» **DATA FOR PROCESSING**
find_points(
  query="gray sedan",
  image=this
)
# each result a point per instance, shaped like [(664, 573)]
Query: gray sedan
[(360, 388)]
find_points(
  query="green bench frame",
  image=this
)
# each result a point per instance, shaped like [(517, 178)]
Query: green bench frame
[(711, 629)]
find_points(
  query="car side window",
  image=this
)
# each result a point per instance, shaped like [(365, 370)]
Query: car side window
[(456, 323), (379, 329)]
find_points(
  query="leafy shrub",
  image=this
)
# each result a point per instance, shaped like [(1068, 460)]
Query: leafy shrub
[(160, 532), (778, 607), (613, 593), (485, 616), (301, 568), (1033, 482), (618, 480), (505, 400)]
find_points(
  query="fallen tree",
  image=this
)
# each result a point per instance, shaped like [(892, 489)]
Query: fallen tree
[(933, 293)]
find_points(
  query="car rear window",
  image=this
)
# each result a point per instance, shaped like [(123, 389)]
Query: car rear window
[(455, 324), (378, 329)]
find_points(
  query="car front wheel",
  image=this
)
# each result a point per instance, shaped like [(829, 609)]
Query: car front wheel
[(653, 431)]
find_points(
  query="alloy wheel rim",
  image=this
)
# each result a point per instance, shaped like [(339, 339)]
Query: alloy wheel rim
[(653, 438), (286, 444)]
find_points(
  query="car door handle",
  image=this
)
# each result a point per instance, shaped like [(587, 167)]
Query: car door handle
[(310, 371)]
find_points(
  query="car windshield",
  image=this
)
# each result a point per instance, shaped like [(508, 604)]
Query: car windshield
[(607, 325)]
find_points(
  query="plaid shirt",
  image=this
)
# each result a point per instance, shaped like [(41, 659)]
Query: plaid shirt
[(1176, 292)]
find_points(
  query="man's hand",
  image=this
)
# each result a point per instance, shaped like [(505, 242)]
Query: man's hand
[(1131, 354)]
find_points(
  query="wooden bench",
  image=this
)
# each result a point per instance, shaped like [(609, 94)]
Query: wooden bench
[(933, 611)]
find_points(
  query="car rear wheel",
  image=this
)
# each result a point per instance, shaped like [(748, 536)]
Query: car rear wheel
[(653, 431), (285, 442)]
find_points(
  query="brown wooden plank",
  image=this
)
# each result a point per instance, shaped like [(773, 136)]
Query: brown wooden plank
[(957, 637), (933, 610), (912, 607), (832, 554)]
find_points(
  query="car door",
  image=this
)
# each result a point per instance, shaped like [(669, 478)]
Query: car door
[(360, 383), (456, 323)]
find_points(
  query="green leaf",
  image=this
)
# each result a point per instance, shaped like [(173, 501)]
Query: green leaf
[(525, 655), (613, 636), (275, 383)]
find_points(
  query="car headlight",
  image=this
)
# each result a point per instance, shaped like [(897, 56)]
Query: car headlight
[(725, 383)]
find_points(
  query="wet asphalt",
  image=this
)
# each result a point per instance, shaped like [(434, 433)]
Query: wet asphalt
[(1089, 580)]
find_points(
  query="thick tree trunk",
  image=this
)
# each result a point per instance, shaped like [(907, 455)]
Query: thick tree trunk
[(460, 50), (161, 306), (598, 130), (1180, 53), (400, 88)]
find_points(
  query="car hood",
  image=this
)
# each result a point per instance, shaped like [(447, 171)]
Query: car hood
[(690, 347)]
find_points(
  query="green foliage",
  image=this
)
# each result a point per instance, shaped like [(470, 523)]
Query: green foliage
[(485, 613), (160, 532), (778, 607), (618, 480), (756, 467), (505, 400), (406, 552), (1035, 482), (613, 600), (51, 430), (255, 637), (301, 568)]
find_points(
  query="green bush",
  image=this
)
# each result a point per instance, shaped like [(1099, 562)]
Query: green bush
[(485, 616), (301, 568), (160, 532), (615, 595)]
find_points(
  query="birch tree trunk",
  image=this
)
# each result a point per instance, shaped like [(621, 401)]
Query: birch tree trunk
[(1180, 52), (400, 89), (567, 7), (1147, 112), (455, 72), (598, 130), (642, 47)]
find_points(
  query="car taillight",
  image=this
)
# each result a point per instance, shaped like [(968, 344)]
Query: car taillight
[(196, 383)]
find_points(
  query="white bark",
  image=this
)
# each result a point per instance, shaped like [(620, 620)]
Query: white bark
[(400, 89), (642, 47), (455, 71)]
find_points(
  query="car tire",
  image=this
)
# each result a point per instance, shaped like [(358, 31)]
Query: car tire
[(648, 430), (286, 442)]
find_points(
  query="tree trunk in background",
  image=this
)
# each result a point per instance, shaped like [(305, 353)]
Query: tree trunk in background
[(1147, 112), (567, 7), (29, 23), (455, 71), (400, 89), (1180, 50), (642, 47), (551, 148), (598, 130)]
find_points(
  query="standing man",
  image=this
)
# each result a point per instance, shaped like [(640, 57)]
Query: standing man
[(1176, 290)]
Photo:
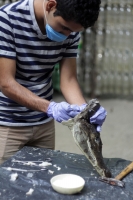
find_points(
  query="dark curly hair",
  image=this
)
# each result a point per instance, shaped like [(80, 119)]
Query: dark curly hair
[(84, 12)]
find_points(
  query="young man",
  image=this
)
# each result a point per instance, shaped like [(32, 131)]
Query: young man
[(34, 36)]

---

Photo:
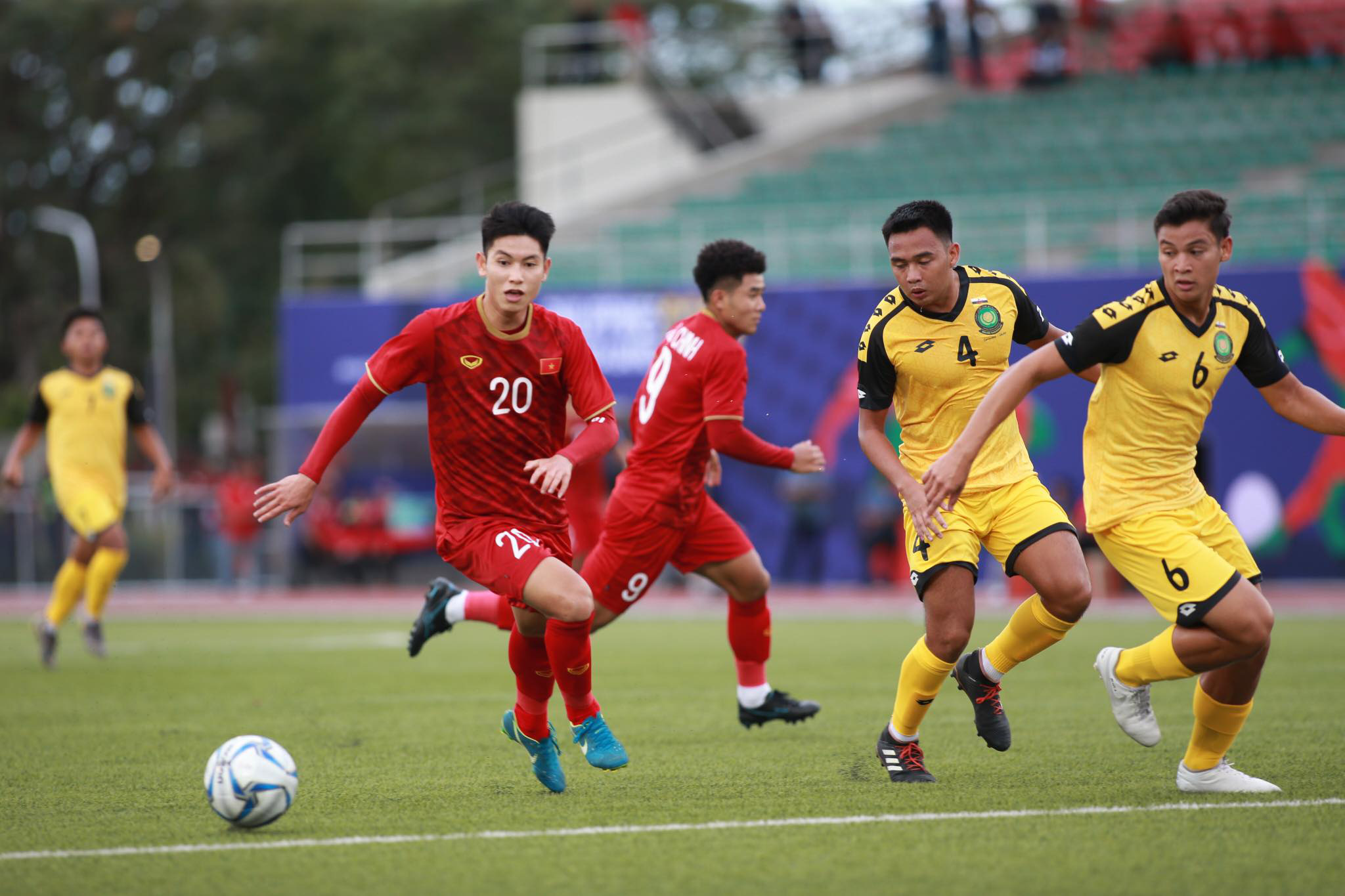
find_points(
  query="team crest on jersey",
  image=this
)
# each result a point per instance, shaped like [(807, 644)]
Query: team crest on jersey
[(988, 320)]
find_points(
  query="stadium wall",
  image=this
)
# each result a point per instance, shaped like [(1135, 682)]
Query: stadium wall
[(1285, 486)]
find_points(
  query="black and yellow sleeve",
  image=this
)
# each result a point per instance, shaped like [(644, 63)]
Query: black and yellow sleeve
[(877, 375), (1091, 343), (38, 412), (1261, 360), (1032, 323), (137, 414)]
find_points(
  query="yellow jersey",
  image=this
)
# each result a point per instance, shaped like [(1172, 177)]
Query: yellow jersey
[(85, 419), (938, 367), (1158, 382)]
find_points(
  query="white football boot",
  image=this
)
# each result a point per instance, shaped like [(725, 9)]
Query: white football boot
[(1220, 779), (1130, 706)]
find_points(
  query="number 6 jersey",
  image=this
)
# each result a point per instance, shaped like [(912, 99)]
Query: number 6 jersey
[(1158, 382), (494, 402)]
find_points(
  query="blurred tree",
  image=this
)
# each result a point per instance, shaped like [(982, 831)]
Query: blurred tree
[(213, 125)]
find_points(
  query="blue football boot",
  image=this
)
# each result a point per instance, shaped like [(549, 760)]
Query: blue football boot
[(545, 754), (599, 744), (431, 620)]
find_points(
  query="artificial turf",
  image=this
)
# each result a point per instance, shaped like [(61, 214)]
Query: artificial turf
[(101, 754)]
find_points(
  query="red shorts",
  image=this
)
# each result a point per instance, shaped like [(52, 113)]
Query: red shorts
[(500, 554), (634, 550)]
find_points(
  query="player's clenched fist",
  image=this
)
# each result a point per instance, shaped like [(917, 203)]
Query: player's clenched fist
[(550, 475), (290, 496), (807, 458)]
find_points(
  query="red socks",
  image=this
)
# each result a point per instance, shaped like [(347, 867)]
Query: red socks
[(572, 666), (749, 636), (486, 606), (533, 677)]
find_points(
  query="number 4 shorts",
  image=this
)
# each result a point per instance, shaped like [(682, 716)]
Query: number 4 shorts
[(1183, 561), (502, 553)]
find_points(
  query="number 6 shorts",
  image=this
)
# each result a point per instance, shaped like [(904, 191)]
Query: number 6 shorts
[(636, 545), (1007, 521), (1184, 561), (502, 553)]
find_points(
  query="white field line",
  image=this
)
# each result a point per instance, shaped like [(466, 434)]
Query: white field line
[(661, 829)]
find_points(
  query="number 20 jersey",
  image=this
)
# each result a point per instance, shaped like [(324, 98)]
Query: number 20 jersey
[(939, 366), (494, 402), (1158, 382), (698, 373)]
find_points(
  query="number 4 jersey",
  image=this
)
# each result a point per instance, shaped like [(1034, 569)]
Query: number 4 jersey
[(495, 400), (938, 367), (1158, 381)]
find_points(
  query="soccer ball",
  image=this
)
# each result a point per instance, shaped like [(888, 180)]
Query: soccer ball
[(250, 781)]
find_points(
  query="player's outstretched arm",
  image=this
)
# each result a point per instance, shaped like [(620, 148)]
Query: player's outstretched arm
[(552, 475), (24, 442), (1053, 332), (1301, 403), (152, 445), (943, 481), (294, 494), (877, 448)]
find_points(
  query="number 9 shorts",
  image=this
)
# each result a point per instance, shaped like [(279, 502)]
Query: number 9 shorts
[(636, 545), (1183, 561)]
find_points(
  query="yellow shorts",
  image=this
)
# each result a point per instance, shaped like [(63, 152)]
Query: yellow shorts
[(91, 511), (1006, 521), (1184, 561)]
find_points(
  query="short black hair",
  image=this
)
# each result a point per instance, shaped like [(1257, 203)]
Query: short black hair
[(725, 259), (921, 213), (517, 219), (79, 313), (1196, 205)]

==

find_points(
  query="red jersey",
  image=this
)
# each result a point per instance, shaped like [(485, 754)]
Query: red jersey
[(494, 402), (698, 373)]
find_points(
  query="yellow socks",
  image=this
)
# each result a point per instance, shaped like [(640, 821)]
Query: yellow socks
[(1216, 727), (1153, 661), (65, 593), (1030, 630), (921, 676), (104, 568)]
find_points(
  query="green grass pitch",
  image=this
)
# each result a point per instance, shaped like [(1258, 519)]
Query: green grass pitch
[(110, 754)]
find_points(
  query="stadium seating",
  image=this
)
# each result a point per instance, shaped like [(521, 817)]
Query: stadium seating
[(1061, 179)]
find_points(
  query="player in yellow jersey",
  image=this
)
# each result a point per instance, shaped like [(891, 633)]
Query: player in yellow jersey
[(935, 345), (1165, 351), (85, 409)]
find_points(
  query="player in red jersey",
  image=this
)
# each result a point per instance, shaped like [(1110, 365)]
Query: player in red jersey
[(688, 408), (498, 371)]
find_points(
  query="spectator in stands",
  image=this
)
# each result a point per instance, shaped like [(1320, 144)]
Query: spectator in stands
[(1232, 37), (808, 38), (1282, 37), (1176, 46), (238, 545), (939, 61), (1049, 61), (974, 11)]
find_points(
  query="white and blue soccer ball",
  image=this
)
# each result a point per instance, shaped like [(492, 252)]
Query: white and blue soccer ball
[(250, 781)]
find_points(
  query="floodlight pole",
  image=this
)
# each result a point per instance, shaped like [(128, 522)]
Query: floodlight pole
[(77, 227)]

» **INSTRUCTIONS TO FOLLOW**
Copy out each line in the rows above that contains the string "plaid". The match must be case-sensitive.

» **COMPLETE ANSWER**
  query="plaid shirt",
Query: plaid shirt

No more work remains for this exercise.